▶ Brief: Every line below must be given again exactly.

▶ Input material:
**********
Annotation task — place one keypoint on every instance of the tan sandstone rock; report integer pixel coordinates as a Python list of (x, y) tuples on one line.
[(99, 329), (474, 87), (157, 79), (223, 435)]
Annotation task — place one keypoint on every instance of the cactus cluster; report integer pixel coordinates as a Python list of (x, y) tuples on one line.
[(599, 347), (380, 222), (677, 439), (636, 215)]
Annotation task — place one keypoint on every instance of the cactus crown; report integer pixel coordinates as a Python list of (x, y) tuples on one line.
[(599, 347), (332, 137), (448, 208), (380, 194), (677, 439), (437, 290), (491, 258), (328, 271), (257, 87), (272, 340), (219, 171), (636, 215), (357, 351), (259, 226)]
**********
▶ Expected output:
Annotation task — place one keypoint on every instance of the tan sandstone rock; report integer pixel coordinates as a Python list of (x, y) tuples on one line.
[(99, 329), (474, 87), (157, 79), (223, 435)]
Annotation task — place one keypoint on every instance of the cactus cluster; report integer pixel coordinates as a Python list of (x, y) tuples on one line.
[(599, 347), (380, 222), (677, 439), (636, 215)]
Annotation task — place one keypoint on every instance of the cactus crown; report integer pixel coordinates as a Python list of (x, y) tuples on one line.
[(599, 347), (332, 137), (448, 208), (380, 194), (677, 439), (437, 290), (491, 258), (328, 271), (257, 87), (272, 340), (219, 171), (636, 215), (357, 351), (259, 226)]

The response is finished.